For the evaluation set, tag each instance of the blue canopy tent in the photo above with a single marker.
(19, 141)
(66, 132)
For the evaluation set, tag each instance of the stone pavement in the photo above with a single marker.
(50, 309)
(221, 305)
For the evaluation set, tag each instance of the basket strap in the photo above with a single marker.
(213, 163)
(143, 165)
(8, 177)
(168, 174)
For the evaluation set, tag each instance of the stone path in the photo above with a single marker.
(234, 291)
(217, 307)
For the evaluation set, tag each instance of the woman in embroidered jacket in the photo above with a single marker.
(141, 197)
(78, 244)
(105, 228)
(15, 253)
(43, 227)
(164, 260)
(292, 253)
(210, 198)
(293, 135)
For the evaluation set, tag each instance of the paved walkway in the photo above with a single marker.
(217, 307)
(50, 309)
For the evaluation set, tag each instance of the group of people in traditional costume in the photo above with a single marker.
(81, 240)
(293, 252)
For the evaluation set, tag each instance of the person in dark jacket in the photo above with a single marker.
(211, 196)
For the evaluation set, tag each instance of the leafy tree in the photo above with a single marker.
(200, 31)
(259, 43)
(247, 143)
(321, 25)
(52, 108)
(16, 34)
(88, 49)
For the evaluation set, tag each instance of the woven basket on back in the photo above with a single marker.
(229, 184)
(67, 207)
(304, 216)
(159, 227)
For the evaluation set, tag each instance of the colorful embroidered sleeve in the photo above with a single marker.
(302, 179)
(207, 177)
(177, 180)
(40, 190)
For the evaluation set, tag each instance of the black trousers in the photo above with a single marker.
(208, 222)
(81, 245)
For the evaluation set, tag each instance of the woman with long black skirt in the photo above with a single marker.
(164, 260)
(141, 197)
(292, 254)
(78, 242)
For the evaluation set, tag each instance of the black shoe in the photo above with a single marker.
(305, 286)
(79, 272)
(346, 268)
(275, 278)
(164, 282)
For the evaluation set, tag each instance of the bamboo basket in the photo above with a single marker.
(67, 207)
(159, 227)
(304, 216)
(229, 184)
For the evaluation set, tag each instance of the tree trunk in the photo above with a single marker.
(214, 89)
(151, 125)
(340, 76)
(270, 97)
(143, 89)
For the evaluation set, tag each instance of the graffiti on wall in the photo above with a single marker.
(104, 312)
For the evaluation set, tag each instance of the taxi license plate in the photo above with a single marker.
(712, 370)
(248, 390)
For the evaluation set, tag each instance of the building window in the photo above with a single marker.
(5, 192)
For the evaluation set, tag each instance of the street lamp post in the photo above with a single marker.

━━━━━━━━━━━━━━━━━━━━━━━━━━━━━━

WHAT IS EXPECTED = Extract every line above exactly as it stands.

RESPONSE FOR THIS EXERCISE =
For the evaluation set, tag each instance of the blue canopy tent in the photo above with a single marker.
(19, 141)
(66, 132)
For the evaluation set, tag each instance of the stone pavement in the photo above with a single marker.
(50, 309)
(221, 305)
For the evaluation set, tag each instance of the basket strap in the photo above with a single marker.
(213, 163)
(143, 165)
(8, 177)
(168, 174)
For the evaluation set, tag each instance of the stone path in the photo above with a single marker.
(234, 291)
(217, 307)
For the evaluation set, tag each instance of the woman in embroidered jacket in the photo above with a single marker.
(141, 197)
(78, 244)
(105, 228)
(15, 253)
(43, 227)
(164, 260)
(292, 253)
(210, 198)
(293, 135)
For the evaluation set, tag each instance of the paved walkway in the photo above with a single marker.
(217, 307)
(50, 309)
For the evaluation set, tag each instance of the group of people in traditional costume in the photo above with a single marker.
(81, 240)
(293, 252)
For the evaluation set, tag each instance of the person in dark jacket in the photo above with a single marker.
(211, 196)
For the evaluation set, tag each instance of the leafy tree in the photo above with a single marker.
(200, 31)
(259, 43)
(247, 143)
(321, 25)
(52, 108)
(16, 34)
(88, 49)
For the evaluation set, tag each instance of the woven basket on back in the photo above with a single marker.
(229, 184)
(67, 207)
(304, 216)
(159, 227)
For the evaluation set, tag each instance of the colorful embroidered sleeve in the photo above with a single marker.
(302, 179)
(207, 177)
(177, 180)
(40, 190)
For the evaluation set, tag each instance of the black trousers in the photo above with a single marker.
(208, 222)
(81, 245)
For the evaluation set, tag each instance of the woman with long black skirt in the photo above with a single marker.
(164, 260)
(141, 197)
(292, 254)
(78, 242)
For the evaluation set, tag each instance of the black shoe in the photo above with a single marker.
(305, 286)
(79, 272)
(346, 268)
(275, 278)
(164, 282)
For the evaluation set, tag each instance of the bamboo basket in the photo above with a single marker.
(67, 207)
(159, 227)
(304, 216)
(229, 184)
For the evaluation set, tag each instance of the tree trunk in the photo above with a single marker.
(214, 89)
(151, 125)
(340, 76)
(270, 97)
(143, 89)
For the evaluation set, tag each instance of the graffiti on wall in the photo above with a single marker.
(104, 312)
For the evaluation set, tag each instance of the taxi license plate in the photo above with a single marker.
(712, 370)
(248, 390)
For the evaluation set, tag each instance of the building window in the photo above with a single marker.
(5, 192)
For the evaluation set, tag each instance of the street lamp post in the photo above with a single marker.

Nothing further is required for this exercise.